__Teks Bacaan__:
========================================================================

Menuju konten utama
Periksa Fakta

Strategi Perang Vietnam yang Diklaim dari Pemikiran A. H. Nasution

Pokok-pokok Gerilja diterbitkan pada 1953, beberapa waktu setelah perjuangan perang Vietnam digagas oleh Vo Nguyen Giap.

Header Periksa Fakta IFCN. tirto.id/Quita

tirto.id - Pada 23 Agustus 2021 lalu, akun Instagram @seputarinfodunia mengunggah sebuah informasi yang mengklaim bahwa kemenangan Vietnam dalam perang melawan Amerika Serikat pada 1955-1975 karena mereka menggunakan strategi perang gerilya. Menurut akun itu, strategi tersebut diambil dari buku karya Jenderal Abdul Haris Nasution (A. H. Nasution) berjudul Pokok-Pokok Gerilja.

Menurut deskripsi unggahan tersebut, tentara Vietnam Utara atau yang dikenal dengan pasukan Viet Cong menerapkan strategi yang diadopsi dari buku Jenderal A.H. Nasution dengan membuat terowongan-terowongan kecil di banyak tempat dan melengkapinya dengan ranjau-ranjau maut berupa bambu dan yang lainnya.

Periksa Fakta Strategi Perang Vietnam

Periksa Fakta Strategi Perang Vietnam. instagram/Seputarinfodunia

Unggahan yang sama mengakhiri deskripsinya dengan mengklaim bahwa buku Pokok-Pokok Gerilja kini menjadi acuan strategi perang terkemuka yang dipelajari hampir semua militer dunia.

Lalu, benarkah fakta yang disampaikan @seputarinfodunia?

Penelusuran Fakta

Sebagai informasi, laman Ensiklopedia Britannica menyebut Perang Vietnam, yang berlangsung dari 1954 hingga 1975, sebagai konflik berkepanjangan yang mengadu antara pemerintah komunis Vietnam Utara dan sekutunya di Vietnam Selatan (yang disebut Viet Cong), dengan pemerintah Vietnam Selatan dan sekutu utamanya, Amerika Serikat. Perang ini disebut sebagai bagian dari konflik regional yang lebih besar dan manifestasi dari Perang Dingin antara Amerika Serikat dan Uni Soviet dan sekutu masing-masing.

========================================================================

__Bagian Data__:
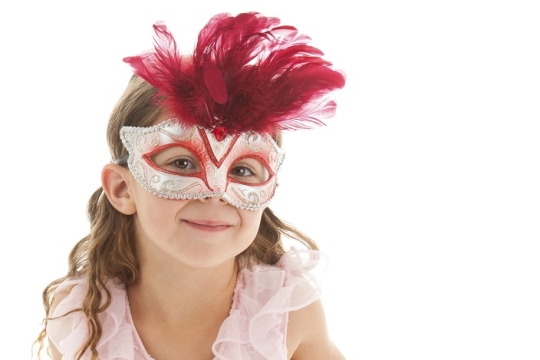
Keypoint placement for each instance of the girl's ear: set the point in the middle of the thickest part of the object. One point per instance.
(115, 181)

========================================================================

__Tugas dan Latihan__:
**A)** Tuliskan ulang kata demi kata bagian artikel tentang strategi Perang Vietnam yang diawali kata-kata berisi "Sebagai informasi, laman" dan ditutup dengan "dan sekutu masing-masing.".
**B)** Teruskan artikel tentang strategi Perang Vietnam, dimulai setelah kalimat terakhirnya.
Data tersebut sama sekali tidak digunakan di sini.

__Jawaban Tugas__:
**A)**
Sebagai informasi, laman Ensiklopedia Britannica menyebut Perang Vietnam, yang berlangsung dari 1954 hingga 1975, sebagai konflik berkepanjangan yang mengadu antara pemerintah komunis Vietnam Utara dan sekutunya di Vietnam Selatan (yang disebut Viet Cong), dengan pemerintah Vietnam Selatan dan sekutu utamanya, Amerika Serikat. Perang ini disebut sebagai bagian dari konflik regional yang lebih besar dan manifestasi dari Perang Dingin antara Amerika Serikat dan Uni Soviet dan sekutu masing-masing.

**B)**
Tim Tirto menelusuri informasi mengenai strategi dari Vietnam Utara dan Vietnam Selatan melawan Amerika dengan membaca obituari Jenderal Vo Nguyen Giap, jenderal dan politisi komunis Vietnam, yang dianggap sebagai ahli strategi militer terbesar abad ke-20. Ia pernah menjabat sebagai Menteri Dalam Negeri di pemerintahan Presiden Ho Chi Minh, komandan militer Viet Minh (koalisi independen untuk memperjuangkan kemerdekaan Vietnam), komandan Tentara Rakyat Vietnam (PAVN), Menteri Pertahanan, dan Wakil Perdana Menteri. Ia juga menjabat sebagai anggota Politbiro Partai Buruh Vietnam, yang pada tahun 1976 menjadi Partai Komunis Vietnam.

Obituari yang ditulis Judy Stowe pada 31 Januari 2019 di situs berita Inggris Independent.co.uk tersebut menyebut bahwa ketika Perang Dunia II pecah dan Prancis menyerbu Vietnam, Giap terus menyerang hingga keselamatannya sendiri berada dalam bahaya.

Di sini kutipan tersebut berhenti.